▶ [DIRECTIONS FOR THIS TASK] Take the line containing "like [1145, 60]." through the last line of the data and retype those lines exactly. Pictures do not belong in the copy.

+--

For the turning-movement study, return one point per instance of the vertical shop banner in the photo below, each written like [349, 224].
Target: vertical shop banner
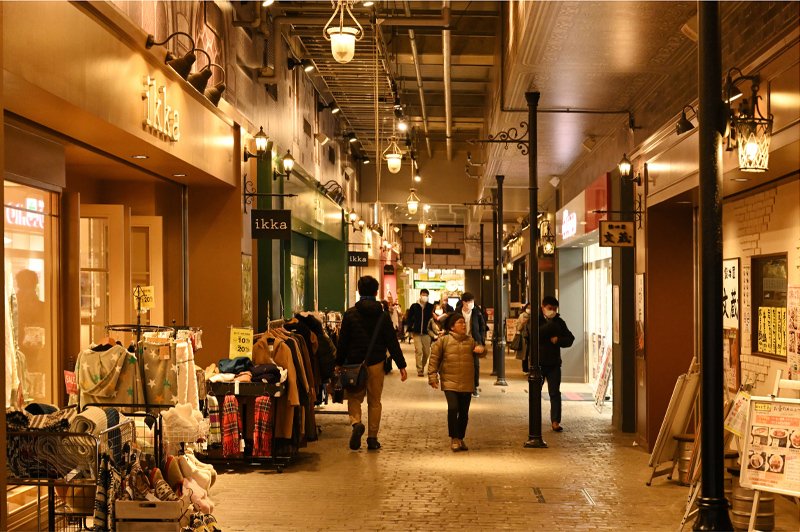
[771, 455]
[746, 315]
[730, 294]
[639, 338]
[793, 331]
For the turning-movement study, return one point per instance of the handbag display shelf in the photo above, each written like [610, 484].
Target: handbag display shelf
[247, 390]
[64, 467]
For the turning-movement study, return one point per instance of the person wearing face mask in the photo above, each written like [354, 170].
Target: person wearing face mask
[476, 329]
[435, 326]
[553, 335]
[419, 314]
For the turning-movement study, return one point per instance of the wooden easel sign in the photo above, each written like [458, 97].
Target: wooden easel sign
[771, 454]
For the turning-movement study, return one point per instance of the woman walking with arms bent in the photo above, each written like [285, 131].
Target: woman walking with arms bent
[452, 364]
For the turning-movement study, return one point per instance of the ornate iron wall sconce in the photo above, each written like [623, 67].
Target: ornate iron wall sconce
[748, 130]
[262, 146]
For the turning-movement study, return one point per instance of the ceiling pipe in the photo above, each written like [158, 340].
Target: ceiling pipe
[418, 22]
[415, 58]
[448, 96]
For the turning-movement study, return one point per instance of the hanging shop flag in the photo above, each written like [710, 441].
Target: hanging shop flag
[616, 234]
[271, 225]
[241, 343]
[357, 258]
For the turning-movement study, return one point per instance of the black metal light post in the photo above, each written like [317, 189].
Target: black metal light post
[499, 313]
[712, 506]
[535, 378]
[497, 282]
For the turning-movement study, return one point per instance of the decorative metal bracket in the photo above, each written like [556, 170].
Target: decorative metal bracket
[248, 193]
[509, 136]
[637, 213]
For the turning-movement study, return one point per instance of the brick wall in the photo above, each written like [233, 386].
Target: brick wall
[761, 224]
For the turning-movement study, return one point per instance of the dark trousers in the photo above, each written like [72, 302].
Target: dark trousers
[457, 412]
[552, 374]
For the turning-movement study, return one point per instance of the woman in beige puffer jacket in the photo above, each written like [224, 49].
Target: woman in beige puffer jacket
[452, 363]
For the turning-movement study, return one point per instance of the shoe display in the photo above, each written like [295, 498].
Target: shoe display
[355, 438]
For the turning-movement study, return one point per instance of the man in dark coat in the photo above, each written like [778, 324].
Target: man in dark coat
[553, 335]
[358, 325]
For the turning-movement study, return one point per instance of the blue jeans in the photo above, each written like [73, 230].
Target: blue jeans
[552, 374]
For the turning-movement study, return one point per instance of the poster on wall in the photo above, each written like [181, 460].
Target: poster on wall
[771, 455]
[745, 313]
[793, 331]
[639, 332]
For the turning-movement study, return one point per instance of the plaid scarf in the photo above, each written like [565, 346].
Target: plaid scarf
[231, 423]
[262, 431]
[214, 432]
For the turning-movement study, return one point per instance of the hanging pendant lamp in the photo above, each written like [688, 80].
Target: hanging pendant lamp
[343, 38]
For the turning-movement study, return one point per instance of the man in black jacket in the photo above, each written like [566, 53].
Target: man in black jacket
[553, 335]
[358, 325]
[419, 314]
[476, 328]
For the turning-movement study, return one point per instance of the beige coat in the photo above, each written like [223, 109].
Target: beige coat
[451, 363]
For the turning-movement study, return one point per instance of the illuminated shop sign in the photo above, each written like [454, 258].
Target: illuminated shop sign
[27, 215]
[160, 118]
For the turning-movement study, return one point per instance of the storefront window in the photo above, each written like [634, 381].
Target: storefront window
[599, 306]
[769, 291]
[94, 279]
[30, 255]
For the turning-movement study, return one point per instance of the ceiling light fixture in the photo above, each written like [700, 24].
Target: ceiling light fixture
[749, 130]
[412, 202]
[683, 125]
[393, 155]
[343, 38]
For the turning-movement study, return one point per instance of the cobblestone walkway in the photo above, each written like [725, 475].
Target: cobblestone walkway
[591, 477]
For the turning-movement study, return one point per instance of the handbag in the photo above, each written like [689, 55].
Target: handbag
[353, 377]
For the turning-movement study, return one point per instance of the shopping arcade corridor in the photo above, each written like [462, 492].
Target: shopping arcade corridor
[591, 477]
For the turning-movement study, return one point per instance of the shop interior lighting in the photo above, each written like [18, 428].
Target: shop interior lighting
[261, 145]
[412, 202]
[683, 125]
[546, 238]
[343, 38]
[393, 155]
[307, 64]
[181, 65]
[624, 166]
[749, 131]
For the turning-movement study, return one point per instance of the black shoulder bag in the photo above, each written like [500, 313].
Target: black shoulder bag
[354, 376]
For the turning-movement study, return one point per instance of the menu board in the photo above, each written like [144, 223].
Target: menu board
[771, 454]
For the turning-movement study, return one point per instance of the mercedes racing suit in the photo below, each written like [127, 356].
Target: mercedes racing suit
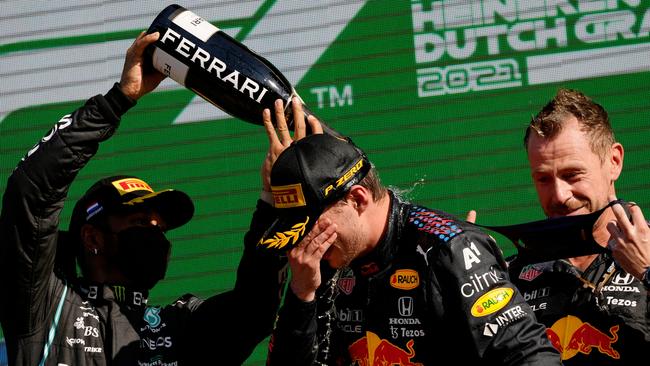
[50, 317]
[598, 317]
[434, 288]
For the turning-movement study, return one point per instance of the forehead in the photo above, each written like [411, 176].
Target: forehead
[570, 144]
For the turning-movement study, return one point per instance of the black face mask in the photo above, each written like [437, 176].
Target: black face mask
[143, 253]
[555, 238]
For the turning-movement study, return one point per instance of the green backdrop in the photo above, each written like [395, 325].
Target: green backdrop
[438, 93]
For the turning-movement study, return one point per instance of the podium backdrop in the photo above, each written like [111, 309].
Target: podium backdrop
[438, 93]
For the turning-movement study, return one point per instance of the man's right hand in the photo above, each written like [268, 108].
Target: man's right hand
[305, 258]
[136, 79]
[278, 144]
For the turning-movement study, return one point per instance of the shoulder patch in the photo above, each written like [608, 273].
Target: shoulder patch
[431, 222]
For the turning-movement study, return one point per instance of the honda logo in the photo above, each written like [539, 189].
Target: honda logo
[405, 306]
[622, 279]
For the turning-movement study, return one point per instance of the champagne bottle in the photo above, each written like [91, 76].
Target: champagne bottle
[215, 66]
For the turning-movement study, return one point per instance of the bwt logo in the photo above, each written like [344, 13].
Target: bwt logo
[288, 196]
[405, 279]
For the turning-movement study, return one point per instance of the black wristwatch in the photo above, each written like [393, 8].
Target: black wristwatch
[646, 279]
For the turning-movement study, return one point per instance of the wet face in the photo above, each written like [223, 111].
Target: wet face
[349, 243]
[569, 177]
[135, 249]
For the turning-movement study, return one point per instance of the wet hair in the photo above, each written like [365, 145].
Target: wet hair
[591, 116]
[372, 182]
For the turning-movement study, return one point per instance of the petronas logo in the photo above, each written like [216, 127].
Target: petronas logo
[152, 317]
[119, 292]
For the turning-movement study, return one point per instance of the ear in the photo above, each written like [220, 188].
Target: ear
[616, 160]
[92, 239]
[360, 198]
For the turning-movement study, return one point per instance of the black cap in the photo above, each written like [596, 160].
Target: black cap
[308, 176]
[125, 193]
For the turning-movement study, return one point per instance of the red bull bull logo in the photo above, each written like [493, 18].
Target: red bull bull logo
[373, 351]
[571, 336]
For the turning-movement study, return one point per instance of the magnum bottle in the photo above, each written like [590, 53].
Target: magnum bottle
[223, 71]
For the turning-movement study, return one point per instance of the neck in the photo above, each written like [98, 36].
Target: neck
[601, 236]
[378, 217]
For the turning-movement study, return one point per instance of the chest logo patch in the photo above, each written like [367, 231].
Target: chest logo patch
[492, 301]
[405, 279]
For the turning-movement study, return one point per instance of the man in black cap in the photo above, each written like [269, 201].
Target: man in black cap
[379, 281]
[117, 238]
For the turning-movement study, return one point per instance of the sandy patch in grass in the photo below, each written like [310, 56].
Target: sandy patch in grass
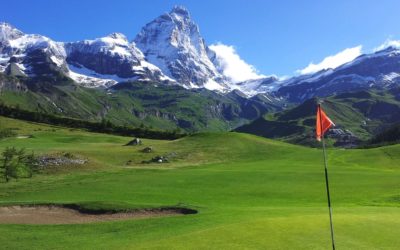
[51, 214]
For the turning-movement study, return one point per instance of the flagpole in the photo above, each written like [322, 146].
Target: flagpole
[327, 180]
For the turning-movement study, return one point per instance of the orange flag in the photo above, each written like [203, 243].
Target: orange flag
[323, 123]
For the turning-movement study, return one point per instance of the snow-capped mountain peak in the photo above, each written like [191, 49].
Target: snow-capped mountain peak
[9, 32]
[174, 44]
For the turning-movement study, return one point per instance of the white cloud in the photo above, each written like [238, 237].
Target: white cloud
[388, 43]
[232, 66]
[333, 61]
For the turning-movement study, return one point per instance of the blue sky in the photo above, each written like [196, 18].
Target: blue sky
[277, 37]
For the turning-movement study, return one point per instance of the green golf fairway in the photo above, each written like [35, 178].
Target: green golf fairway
[250, 193]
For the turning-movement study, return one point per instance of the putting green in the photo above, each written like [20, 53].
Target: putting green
[251, 193]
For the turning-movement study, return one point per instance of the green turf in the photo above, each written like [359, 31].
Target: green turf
[251, 193]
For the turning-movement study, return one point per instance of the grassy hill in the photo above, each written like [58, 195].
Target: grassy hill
[250, 192]
[133, 104]
[364, 114]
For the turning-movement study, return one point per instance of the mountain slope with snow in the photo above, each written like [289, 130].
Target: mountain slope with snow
[173, 43]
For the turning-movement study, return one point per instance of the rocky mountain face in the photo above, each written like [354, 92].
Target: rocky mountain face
[101, 62]
[173, 43]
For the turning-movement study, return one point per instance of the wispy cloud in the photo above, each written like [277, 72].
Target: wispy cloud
[333, 61]
[388, 43]
[231, 65]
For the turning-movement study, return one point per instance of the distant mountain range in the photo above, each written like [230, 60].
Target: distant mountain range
[168, 57]
[358, 117]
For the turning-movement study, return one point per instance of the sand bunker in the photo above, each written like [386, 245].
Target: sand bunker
[52, 214]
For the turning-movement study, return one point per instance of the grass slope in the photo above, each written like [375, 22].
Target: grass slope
[364, 113]
[251, 193]
[134, 104]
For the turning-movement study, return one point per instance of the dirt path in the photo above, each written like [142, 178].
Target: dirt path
[43, 214]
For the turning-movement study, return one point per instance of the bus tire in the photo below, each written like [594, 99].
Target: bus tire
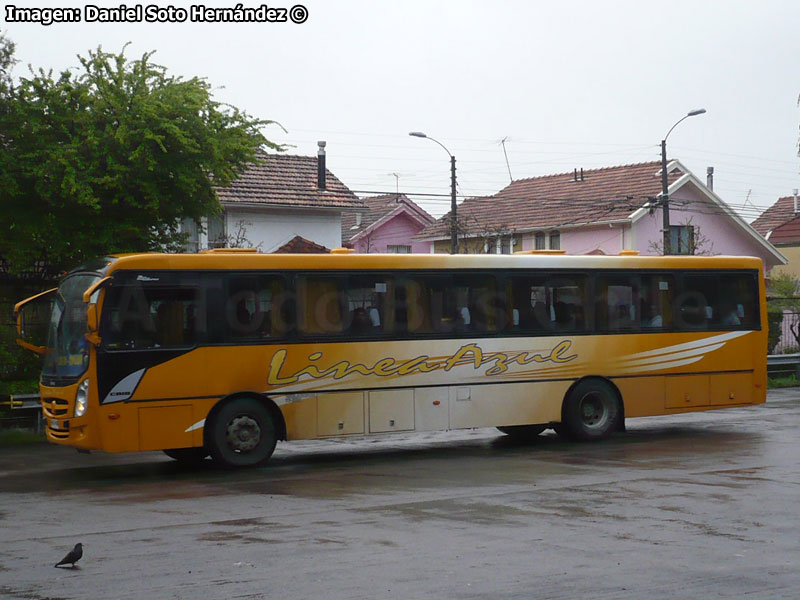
[591, 411]
[523, 431]
[187, 456]
[242, 433]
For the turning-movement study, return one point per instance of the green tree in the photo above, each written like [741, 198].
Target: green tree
[109, 158]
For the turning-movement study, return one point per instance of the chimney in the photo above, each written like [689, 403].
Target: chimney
[321, 165]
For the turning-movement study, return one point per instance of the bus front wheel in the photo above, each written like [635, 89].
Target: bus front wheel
[242, 434]
[591, 411]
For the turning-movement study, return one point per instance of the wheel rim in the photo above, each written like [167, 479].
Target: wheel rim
[243, 434]
[594, 410]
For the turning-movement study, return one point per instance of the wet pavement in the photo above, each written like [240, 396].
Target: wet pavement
[705, 505]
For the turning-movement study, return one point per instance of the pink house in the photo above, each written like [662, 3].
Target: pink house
[604, 211]
[387, 225]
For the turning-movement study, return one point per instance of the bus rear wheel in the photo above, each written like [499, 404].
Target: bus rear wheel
[242, 434]
[591, 411]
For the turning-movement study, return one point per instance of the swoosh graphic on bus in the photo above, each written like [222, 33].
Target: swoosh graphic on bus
[677, 355]
[199, 425]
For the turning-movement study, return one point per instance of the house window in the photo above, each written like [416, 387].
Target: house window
[681, 239]
[188, 227]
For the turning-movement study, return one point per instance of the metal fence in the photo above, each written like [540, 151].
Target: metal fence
[784, 324]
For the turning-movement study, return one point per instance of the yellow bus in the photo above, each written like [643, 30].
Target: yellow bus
[224, 353]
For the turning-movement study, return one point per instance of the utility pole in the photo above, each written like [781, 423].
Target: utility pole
[665, 182]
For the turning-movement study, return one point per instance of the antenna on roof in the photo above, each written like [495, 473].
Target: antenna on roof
[503, 143]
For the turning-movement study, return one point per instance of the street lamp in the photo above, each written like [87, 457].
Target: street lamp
[453, 220]
[665, 184]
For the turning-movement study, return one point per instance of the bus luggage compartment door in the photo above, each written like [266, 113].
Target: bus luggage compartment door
[391, 410]
[340, 413]
[685, 391]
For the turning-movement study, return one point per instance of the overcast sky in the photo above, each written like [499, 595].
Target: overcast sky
[582, 84]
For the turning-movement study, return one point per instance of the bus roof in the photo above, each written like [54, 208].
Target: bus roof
[342, 261]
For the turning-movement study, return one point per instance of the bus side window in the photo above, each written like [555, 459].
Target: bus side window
[320, 306]
[618, 305]
[371, 304]
[698, 306]
[657, 297]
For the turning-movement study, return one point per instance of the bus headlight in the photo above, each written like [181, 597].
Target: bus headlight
[82, 398]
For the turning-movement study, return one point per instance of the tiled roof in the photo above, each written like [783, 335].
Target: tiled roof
[775, 216]
[603, 195]
[788, 233]
[286, 180]
[300, 245]
[378, 207]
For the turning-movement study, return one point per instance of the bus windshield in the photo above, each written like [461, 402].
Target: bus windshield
[67, 355]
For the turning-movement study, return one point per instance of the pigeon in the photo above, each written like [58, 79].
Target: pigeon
[72, 556]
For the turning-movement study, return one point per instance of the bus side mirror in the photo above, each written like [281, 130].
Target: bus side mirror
[92, 325]
[33, 318]
[92, 322]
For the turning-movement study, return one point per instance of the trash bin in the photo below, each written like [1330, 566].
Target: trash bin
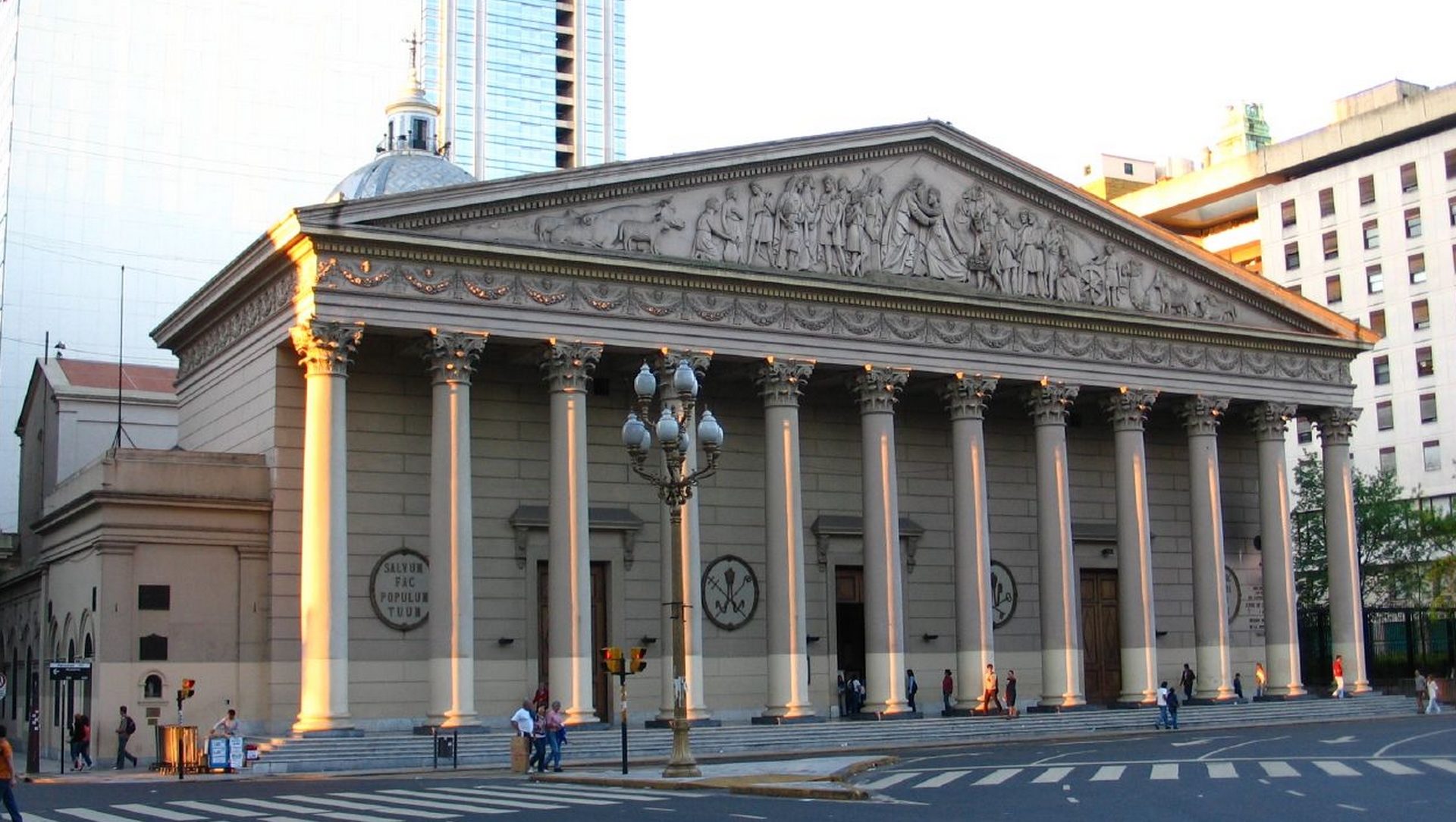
[520, 754]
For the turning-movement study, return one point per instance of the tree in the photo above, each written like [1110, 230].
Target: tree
[1397, 540]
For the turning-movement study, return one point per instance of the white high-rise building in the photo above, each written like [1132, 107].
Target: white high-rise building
[159, 136]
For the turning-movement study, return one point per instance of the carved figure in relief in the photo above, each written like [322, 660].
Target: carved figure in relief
[731, 224]
[761, 226]
[710, 237]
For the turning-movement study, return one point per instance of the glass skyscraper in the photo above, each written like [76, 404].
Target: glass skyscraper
[528, 85]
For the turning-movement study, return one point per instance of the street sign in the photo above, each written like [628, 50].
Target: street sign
[71, 671]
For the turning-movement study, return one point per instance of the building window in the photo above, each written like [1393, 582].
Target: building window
[1291, 256]
[1424, 361]
[1286, 212]
[1388, 460]
[152, 648]
[1408, 180]
[1375, 280]
[1383, 415]
[1378, 322]
[1420, 315]
[1413, 223]
[1427, 408]
[153, 597]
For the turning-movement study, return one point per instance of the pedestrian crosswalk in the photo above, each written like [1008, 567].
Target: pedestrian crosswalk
[383, 805]
[1161, 771]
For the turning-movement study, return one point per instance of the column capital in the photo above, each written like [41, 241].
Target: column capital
[781, 381]
[566, 366]
[877, 389]
[325, 347]
[965, 396]
[1201, 415]
[1270, 421]
[1128, 409]
[452, 356]
[1047, 402]
[1335, 425]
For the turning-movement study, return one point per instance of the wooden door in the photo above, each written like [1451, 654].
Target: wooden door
[1101, 649]
[601, 681]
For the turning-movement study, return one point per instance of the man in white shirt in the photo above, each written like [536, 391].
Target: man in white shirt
[525, 720]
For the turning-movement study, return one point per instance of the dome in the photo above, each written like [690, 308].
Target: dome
[400, 172]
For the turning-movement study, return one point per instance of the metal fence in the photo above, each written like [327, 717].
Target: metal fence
[1398, 641]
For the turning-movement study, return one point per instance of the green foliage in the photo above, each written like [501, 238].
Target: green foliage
[1402, 549]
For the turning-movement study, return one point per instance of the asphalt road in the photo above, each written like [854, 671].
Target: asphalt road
[1400, 768]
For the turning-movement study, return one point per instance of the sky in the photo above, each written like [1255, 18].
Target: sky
[1052, 82]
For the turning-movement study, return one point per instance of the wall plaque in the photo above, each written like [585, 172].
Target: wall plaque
[400, 589]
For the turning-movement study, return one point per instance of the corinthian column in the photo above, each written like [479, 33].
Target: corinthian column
[877, 391]
[1277, 556]
[965, 399]
[691, 595]
[566, 366]
[452, 546]
[781, 383]
[1128, 409]
[324, 603]
[1210, 607]
[1059, 600]
[1346, 608]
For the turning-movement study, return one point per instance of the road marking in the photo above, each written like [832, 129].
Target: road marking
[92, 815]
[332, 802]
[159, 812]
[1443, 764]
[1335, 768]
[1392, 767]
[943, 779]
[1052, 776]
[1277, 768]
[213, 809]
[892, 780]
[998, 776]
[479, 801]
[1222, 771]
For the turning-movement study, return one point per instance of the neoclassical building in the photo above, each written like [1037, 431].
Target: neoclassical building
[973, 415]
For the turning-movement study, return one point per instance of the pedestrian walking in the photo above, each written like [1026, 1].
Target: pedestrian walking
[1185, 679]
[1011, 695]
[8, 777]
[126, 726]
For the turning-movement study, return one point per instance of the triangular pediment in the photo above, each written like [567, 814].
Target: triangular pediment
[918, 209]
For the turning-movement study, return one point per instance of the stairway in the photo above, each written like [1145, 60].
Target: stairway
[601, 745]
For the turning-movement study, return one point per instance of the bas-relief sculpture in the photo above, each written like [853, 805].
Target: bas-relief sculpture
[892, 221]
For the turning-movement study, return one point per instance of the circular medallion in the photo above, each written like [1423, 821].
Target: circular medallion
[1003, 595]
[400, 589]
[1232, 594]
[730, 592]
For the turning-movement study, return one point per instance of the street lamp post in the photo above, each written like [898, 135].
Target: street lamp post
[674, 488]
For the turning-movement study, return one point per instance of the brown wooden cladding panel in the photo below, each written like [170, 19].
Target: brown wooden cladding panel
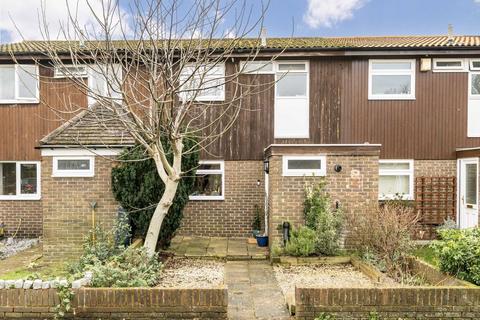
[23, 125]
[430, 127]
[253, 130]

+--

▶ [EXERCISE ANSWER]
For the turning-movement study, return one point per instance of the stairway in the photo above, each written like [1145, 60].
Target: stairway
[601, 745]
For the turning-movement study, return one point per instance of the bas-relief sculpture in the photo above, each written like [853, 805].
Target: bas-relief sculpture
[892, 221]
For the turning-movement study, return one point per instance of the circular medallion in the photo above, each written like [1423, 821].
Target: circular medallion
[1003, 595]
[400, 589]
[1232, 594]
[730, 592]
For the turning-movement study, return one point per instance of the street lamp post in the photo above, each written like [898, 135].
Target: street lamp post
[674, 488]
For the turning-movement study, return one point per instance of the brown wooden cladding panel in the photo below, each written like [170, 19].
Target: brown wooden cladding panel
[23, 125]
[430, 127]
[253, 130]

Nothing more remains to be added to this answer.